### DATA SUPPLIED
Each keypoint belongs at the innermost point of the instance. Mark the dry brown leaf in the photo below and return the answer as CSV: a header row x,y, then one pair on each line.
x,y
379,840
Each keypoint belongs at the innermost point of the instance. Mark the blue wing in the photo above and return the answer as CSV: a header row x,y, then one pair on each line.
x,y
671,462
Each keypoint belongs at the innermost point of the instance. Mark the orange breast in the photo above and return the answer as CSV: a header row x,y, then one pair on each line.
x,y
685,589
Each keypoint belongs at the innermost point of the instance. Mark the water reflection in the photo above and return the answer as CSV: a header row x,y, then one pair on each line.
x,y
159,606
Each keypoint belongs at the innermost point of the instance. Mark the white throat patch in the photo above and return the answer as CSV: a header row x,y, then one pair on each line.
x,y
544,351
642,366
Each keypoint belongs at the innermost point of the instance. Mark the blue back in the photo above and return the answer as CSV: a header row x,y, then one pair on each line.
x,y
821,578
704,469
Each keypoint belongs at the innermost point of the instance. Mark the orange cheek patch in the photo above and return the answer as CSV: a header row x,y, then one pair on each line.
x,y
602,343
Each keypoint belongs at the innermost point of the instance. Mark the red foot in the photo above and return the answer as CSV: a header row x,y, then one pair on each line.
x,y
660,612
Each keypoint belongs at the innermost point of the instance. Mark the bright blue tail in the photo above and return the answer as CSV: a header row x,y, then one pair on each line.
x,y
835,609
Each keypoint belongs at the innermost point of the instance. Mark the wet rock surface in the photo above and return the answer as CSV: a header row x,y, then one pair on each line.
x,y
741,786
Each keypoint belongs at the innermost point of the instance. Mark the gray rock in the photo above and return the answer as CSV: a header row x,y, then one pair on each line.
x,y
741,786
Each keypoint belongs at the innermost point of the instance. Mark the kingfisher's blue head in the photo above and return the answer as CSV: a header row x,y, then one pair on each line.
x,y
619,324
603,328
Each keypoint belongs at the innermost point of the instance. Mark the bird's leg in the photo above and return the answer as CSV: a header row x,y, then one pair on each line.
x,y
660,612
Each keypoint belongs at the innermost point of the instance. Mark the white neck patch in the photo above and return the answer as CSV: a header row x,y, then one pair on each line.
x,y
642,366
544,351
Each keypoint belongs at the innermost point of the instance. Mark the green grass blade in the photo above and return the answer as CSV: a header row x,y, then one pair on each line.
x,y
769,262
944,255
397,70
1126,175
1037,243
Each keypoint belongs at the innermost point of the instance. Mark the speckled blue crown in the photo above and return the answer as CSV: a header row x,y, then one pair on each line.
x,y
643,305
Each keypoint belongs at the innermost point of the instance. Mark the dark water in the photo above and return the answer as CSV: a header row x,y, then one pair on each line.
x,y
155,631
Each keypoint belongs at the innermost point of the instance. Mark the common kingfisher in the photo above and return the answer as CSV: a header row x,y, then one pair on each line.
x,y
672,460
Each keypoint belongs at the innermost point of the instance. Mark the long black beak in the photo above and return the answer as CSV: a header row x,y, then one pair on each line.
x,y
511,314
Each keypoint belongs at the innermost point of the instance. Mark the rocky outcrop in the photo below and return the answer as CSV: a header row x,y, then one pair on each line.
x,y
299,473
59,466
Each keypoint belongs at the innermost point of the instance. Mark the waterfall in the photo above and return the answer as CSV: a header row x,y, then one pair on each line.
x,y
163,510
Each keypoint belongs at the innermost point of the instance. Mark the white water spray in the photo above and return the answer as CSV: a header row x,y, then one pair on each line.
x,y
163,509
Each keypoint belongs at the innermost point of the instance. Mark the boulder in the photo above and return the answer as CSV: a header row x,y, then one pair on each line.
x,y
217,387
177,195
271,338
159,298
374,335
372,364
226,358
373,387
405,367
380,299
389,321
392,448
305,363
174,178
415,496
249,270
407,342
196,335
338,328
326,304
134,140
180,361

### ASSIGNMENT
Please repeat every entry, exactly as it was written.

### TASK OUTPUT
Each keypoint belongs at the innermost point of the instance. Mark the dry brown leaf in the photo below and return the answer as CSV: a header row x,y, then one pair on each line.
x,y
379,840
Each keypoint belongs at the innermost point of the instance. Mark the blue wing in the photo above and return the answer as CSV: a header row x,y, then one pair on each line.
x,y
671,462
Each keypoint belongs at the innermost point of the instance. Mark the orange breast in the photo above and return the answer as CSV: a header row x,y, then one pair on each line.
x,y
685,589
Each keypoint belongs at the innermost point of the instance. Mark the water reflection in the photo above and return the answer as CSV: a header row x,y, then one pair on each line.
x,y
159,606
Each keypoint belongs at the innermost point of the instance. Mark the white throat patch in the photo above and return the answer as CSV: a header row x,y, then one pair on each line.
x,y
544,351
642,366
Each keypoint belongs at the innermost point of the instance. Mark the blue back in the photo above and return the answer as CSV: a header row x,y, then one pair on each line.
x,y
821,578
704,469
Each keypoint belongs at the innermost point of the instance. Mark the orange cheek patch in the photo above and return the answer as CSV: a header row x,y, then one pair on each line.
x,y
602,343
Each keypoint belongs at the innermost point of the instance. Mark the red foot in the photo above and return the answer as CSV: a header row x,y, then one pair on each line.
x,y
660,612
Each keypoint belongs at the innermost point of the instance. Mark the bright blue tail in the photo above and return the answer as CSV: a header row x,y, then one pair on each line.
x,y
835,609
Each keypoint belongs at the innermost point of the instance. Mark the wet rock surface in the photo above and return the answer as CSV: a header row x,y, then one pair on each line.
x,y
741,786
Each keypoint belongs at the innermost point of the instance. Mark the gray rock in the photo above and return the answer as CSV: a header row x,y, then one pair on each line.
x,y
741,786
Each keypoint belongs at the innermost point of the instance. Mark the kingfisher's blue head in the photo above and return the answer as CSV: a header row x,y, then one pair on each line.
x,y
619,324
603,328
Each keypoint belongs at the innermost point of the instance. Mark the bird's leg in the photo above and return the answer as CSV: a header row x,y, then one pair on each line.
x,y
660,612
Each keypoint belongs at the innermost point of the instance. Mark the white neck patch in the photo above and return the answer as CSV: a header row x,y, then one pair on each line.
x,y
642,366
544,351
Each keypoint belongs at the innermost point of the instance. Mark the green grass blade in the photo above and return the answer as CSV: a header row x,y, then one pair on each line.
x,y
769,262
944,255
397,70
1126,175
1037,243
Each keypoint belongs at the innermost point of the instance. Mark the speckled blue crown in the photo above and return the answer as CSV: a header row x,y, then one pair on each line.
x,y
643,305
Each keypoint belongs at the innermost point of the instance. Mark the dark water in the photo above and return the answer as CSV: a header row x,y, then one pair on each line.
x,y
155,631
Each keypoint belongs at the innermost point of the instance. Mark the common kingfisher in the photo above and return the answer as CSV: a header row x,y, then one pair on each line.
x,y
672,460
Each keypoint belongs at the innermost point of the instance. Mark the long black beak in the photo above and return the answer as CSV: a header row x,y, then one pair on each line.
x,y
511,314
Each keypoint belongs at the innermost point of the instance. Mark the rocky outcrop in the photo below and return the answer as CSV: a header row x,y, then one pair on each line.
x,y
299,473
59,466
Each keypoint belongs at the innermost point of the instance. Mark the waterfall in the photo above and return the answer as CSV: a header row x,y, then one pair on each line.
x,y
163,510
Each keypoint belongs at the innermost point of the instance. Mark the white water spray in the photo above and return the answer as CSV: a header row x,y, then one pair on each line.
x,y
163,509
Each keypoint belongs at the innermost point of the instance. Mark the boulder in the photo above and return the answer as CSV: a header row x,y, then one pair on each line.
x,y
217,387
177,195
271,338
159,298
374,335
372,364
226,358
373,387
405,367
380,299
389,321
392,448
305,363
174,178
415,496
249,270
407,342
196,335
338,328
326,304
134,140
180,361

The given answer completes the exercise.